Records:
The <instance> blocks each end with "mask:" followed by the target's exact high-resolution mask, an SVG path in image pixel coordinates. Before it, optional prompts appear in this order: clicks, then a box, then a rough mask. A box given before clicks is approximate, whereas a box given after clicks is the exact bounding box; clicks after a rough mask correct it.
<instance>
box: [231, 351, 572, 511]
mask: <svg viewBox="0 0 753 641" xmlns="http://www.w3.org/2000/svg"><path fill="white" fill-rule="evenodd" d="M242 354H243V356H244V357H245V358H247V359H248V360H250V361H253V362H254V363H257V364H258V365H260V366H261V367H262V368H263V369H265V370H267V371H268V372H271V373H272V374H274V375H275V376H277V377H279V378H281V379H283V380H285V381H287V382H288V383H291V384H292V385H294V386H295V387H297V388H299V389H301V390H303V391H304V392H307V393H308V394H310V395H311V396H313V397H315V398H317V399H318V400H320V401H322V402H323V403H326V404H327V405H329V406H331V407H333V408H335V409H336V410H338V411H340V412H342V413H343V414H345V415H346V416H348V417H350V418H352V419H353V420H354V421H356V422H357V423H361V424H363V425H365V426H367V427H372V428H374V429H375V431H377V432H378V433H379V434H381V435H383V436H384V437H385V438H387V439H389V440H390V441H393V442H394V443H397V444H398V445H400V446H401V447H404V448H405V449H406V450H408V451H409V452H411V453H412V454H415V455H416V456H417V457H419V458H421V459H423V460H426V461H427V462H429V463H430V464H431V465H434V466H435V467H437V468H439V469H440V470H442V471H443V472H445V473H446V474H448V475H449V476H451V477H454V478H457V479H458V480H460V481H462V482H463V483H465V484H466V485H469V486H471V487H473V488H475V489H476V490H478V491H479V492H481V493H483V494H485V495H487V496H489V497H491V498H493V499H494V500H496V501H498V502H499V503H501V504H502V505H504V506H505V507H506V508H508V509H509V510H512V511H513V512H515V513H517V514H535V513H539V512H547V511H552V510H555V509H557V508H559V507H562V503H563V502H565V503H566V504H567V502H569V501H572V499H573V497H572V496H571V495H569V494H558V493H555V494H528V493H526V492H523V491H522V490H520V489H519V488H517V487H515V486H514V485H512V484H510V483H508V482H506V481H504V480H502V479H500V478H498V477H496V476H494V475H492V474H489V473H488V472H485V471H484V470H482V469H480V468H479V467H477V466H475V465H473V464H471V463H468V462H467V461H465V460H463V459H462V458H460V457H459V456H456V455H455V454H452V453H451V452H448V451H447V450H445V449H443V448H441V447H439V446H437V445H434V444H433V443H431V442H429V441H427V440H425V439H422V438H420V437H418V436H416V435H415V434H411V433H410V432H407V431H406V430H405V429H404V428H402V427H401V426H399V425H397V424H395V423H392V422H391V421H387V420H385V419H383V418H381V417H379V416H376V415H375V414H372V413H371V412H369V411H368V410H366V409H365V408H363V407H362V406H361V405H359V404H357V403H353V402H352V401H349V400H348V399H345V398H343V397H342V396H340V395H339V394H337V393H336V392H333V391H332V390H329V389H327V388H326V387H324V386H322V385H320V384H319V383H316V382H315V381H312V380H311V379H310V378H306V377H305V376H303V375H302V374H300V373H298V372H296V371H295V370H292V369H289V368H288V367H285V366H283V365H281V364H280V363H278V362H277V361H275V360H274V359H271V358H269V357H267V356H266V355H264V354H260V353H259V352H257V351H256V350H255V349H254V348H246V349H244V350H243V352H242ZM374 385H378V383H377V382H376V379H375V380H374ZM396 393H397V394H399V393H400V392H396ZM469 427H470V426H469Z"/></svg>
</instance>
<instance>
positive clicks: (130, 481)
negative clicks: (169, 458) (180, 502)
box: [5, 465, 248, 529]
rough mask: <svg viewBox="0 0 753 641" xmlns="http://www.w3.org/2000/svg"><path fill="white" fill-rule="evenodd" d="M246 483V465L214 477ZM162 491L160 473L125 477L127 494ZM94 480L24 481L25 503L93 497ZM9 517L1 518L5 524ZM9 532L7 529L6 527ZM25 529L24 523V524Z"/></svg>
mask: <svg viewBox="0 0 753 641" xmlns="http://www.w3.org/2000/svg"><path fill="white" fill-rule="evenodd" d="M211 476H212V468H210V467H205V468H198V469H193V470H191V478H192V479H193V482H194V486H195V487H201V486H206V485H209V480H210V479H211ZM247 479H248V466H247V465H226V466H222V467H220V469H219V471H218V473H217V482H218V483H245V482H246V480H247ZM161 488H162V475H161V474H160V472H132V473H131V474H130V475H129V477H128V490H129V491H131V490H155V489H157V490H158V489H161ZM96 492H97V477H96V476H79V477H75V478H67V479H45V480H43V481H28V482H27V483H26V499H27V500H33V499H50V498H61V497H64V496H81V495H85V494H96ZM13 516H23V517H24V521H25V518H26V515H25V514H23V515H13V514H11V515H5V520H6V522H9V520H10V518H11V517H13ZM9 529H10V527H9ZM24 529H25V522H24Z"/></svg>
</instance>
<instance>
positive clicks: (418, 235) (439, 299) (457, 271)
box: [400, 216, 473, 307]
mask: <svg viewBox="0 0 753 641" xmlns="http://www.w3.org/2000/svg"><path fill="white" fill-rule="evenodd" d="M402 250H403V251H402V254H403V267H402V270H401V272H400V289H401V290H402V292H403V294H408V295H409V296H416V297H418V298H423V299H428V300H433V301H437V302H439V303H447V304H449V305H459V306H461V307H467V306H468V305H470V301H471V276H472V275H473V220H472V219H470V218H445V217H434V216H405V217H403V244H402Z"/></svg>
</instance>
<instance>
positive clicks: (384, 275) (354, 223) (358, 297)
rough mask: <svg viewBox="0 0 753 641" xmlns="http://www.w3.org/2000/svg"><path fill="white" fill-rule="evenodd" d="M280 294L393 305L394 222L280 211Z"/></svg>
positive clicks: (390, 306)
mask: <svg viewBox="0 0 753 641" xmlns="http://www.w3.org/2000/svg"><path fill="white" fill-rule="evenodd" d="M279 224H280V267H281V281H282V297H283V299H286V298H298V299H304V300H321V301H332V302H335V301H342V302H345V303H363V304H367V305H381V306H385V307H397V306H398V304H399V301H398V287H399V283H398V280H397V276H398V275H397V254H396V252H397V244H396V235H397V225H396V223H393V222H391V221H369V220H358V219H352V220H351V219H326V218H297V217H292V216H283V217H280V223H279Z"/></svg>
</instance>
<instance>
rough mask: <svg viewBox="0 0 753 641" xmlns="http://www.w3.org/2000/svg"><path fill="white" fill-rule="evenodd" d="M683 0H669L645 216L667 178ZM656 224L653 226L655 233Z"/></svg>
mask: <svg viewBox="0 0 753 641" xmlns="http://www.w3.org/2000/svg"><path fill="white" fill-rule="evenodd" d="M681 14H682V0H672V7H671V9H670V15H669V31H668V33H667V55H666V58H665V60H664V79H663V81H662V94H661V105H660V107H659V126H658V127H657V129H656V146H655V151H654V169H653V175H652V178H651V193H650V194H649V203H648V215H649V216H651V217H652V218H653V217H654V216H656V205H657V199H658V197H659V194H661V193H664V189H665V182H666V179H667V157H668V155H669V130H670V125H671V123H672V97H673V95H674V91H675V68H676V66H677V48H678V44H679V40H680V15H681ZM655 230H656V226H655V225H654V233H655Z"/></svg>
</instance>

Exercise directions: Copy the data above, swapping each "rough mask" for "coarse mask" and keeping everything else the same.

Answer for this exercise:
The <instance> blocks each end with "mask:" followed by the target's exact high-resolution mask, an SVG path in image pixel coordinates. Before it, optional prompts appear in this order: clicks, then a box, then a coarse mask. A box given before clicks is approximate, whereas a box given after clicks is the exact bounding box; clicks after a coarse mask correct it.
<instance>
box: [231, 351, 572, 511]
mask: <svg viewBox="0 0 753 641" xmlns="http://www.w3.org/2000/svg"><path fill="white" fill-rule="evenodd" d="M242 354H243V356H244V357H245V358H247V359H248V360H250V361H253V362H254V363H257V364H258V365H260V366H261V367H262V368H263V369H265V370H267V371H268V372H271V373H272V374H274V375H275V376H277V377H279V378H281V379H283V380H285V381H287V382H288V383H291V384H292V385H294V386H295V387H297V388H299V389H301V390H303V391H304V392H307V393H308V394H310V395H311V396H313V397H315V398H317V399H318V400H320V401H322V402H323V403H326V404H327V405H329V406H331V407H333V408H335V409H336V410H338V411H340V412H342V413H343V414H345V415H346V416H348V417H350V418H352V419H353V420H354V421H356V422H357V423H361V424H363V425H365V426H367V427H372V428H374V429H375V431H377V432H378V433H379V434H381V435H383V436H384V437H385V438H387V439H389V440H390V441H393V442H394V443H397V444H398V445H400V446H401V447H404V448H405V449H406V450H408V451H409V452H411V453H412V454H415V455H416V456H417V457H419V458H421V459H423V460H426V461H427V462H429V463H430V464H431V465H434V466H435V467H437V468H439V469H440V470H442V471H443V472H445V473H446V474H448V475H449V476H451V477H454V478H457V479H458V480H460V481H462V482H463V483H465V484H466V485H469V486H471V487H473V488H475V489H476V490H478V491H479V492H481V493H483V494H485V495H487V496H489V497H491V498H493V499H494V500H496V501H498V502H499V503H501V504H502V505H504V506H505V507H506V508H508V509H509V510H512V511H513V512H515V513H517V514H535V513H539V512H547V511H552V510H555V509H557V508H559V507H562V503H563V502H565V503H566V504H567V502H569V501H572V499H573V497H572V496H571V495H569V494H558V493H555V494H528V493H526V492H523V491H522V490H520V489H519V488H517V487H515V486H514V485H512V484H510V483H508V482H506V481H504V480H502V479H500V478H498V477H496V476H494V475H492V474H489V473H488V472H485V471H484V470H482V469H480V468H479V467H477V466H475V465H473V464H471V463H468V462H467V461H465V460H463V459H462V458H460V457H459V456H456V455H455V454H452V453H451V452H448V451H447V450H445V449H443V448H441V447H439V446H437V445H434V444H433V443H431V442H429V441H427V440H425V439H422V438H420V437H418V436H416V435H415V434H411V433H410V432H407V431H406V430H405V429H404V428H402V427H401V426H399V425H397V424H395V423H392V422H391V421H387V420H385V419H383V418H381V417H379V416H376V415H375V414H372V413H371V412H369V411H368V410H366V409H365V408H363V407H362V406H361V405H359V404H357V403H353V402H352V401H349V400H348V399H345V398H343V397H342V396H340V395H339V394H337V393H336V392H333V391H332V390H329V389H327V388H326V387H324V386H322V385H320V384H319V383H316V382H315V381H312V380H311V379H310V378H306V377H305V376H303V375H302V374H300V373H298V372H296V371H295V370H292V369H289V368H288V367H285V366H283V365H281V364H280V363H278V362H277V361H275V360H274V359H271V358H269V357H267V356H266V355H264V354H260V353H259V352H257V351H256V350H255V349H254V348H246V349H244V350H243V352H242ZM374 385H378V383H377V382H376V379H375V380H374ZM396 393H397V394H399V393H400V392H396ZM469 427H470V426H469Z"/></svg>
</instance>
<instance>
positive clicks: (130, 481)
negative clicks: (169, 458) (180, 502)
box: [5, 465, 248, 529]
coarse mask: <svg viewBox="0 0 753 641" xmlns="http://www.w3.org/2000/svg"><path fill="white" fill-rule="evenodd" d="M246 483V465L214 477ZM162 491L160 473L125 477L127 494ZM94 480L24 481L25 503L93 497ZM9 517L1 518L5 524ZM9 532L7 529L6 527ZM25 529L24 523V524Z"/></svg>
mask: <svg viewBox="0 0 753 641" xmlns="http://www.w3.org/2000/svg"><path fill="white" fill-rule="evenodd" d="M211 476H212V468H210V467H205V468H198V469H193V470H191V478H192V479H193V482H194V486H195V487H201V486H206V485H209V480H210V479H211ZM247 479H248V466H247V465H226V466H222V467H220V469H219V471H218V473H217V482H218V483H245V482H246V480H247ZM161 488H162V475H161V474H160V472H132V473H131V474H130V475H129V477H128V490H129V491H131V490H155V489H157V490H158V489H161ZM96 492H97V477H96V476H79V477H75V478H67V479H45V480H43V481H28V482H27V483H26V499H27V500H33V499H50V498H61V497H64V496H81V495H85V494H96ZM13 516H23V517H24V521H25V518H26V515H25V514H23V515H13V514H11V515H5V520H6V522H9V520H10V518H11V517H13ZM9 529H10V527H9ZM24 529H25V522H24Z"/></svg>
</instance>
<instance>
positive clicks: (418, 235) (439, 299) (457, 271)
box: [400, 216, 473, 307]
mask: <svg viewBox="0 0 753 641" xmlns="http://www.w3.org/2000/svg"><path fill="white" fill-rule="evenodd" d="M402 250H403V251H402V254H403V267H402V270H401V272H400V289H401V290H402V292H403V294H408V295H409V296H416V297H418V298H423V299H428V300H433V301H437V302H439V303H447V304H449V305H459V306H461V307H467V306H468V305H470V301H471V276H472V275H473V220H472V219H470V218H445V217H434V216H405V217H403V244H402Z"/></svg>
</instance>
<instance>
positive clicks: (384, 275) (354, 223) (358, 297)
coarse mask: <svg viewBox="0 0 753 641" xmlns="http://www.w3.org/2000/svg"><path fill="white" fill-rule="evenodd" d="M280 294L393 305L394 222L280 211Z"/></svg>
positive clicks: (390, 306)
mask: <svg viewBox="0 0 753 641" xmlns="http://www.w3.org/2000/svg"><path fill="white" fill-rule="evenodd" d="M279 224H280V267H281V281H282V297H283V299H286V298H298V299H304V300H321V301H332V302H335V301H342V302H345V303H363V304H367V305H381V306H385V307H397V306H398V304H399V301H398V287H399V283H398V280H397V276H398V275H397V254H396V252H397V244H396V235H397V225H396V223H393V222H391V221H369V220H358V219H352V220H351V219H326V218H297V217H292V216H283V217H280V223H279Z"/></svg>
</instance>
<instance>
coarse mask: <svg viewBox="0 0 753 641" xmlns="http://www.w3.org/2000/svg"><path fill="white" fill-rule="evenodd" d="M683 0H669L645 216L667 178ZM656 224L653 226L655 233Z"/></svg>
mask: <svg viewBox="0 0 753 641" xmlns="http://www.w3.org/2000/svg"><path fill="white" fill-rule="evenodd" d="M681 14H682V0H672V7H671V9H670V15H669V31H668V33H667V55H666V58H665V60H664V79H663V81H662V94H661V105H660V107H659V126H658V127H657V129H656V146H655V151H654V169H653V175H652V178H651V193H650V194H649V203H648V215H649V216H651V217H652V218H653V217H654V216H656V205H657V199H658V197H659V194H661V193H664V189H665V182H666V179H667V157H668V155H669V130H670V125H671V123H672V97H673V95H674V91H675V68H676V66H677V48H678V44H679V40H680V15H681ZM655 230H656V226H655V225H654V233H655Z"/></svg>
</instance>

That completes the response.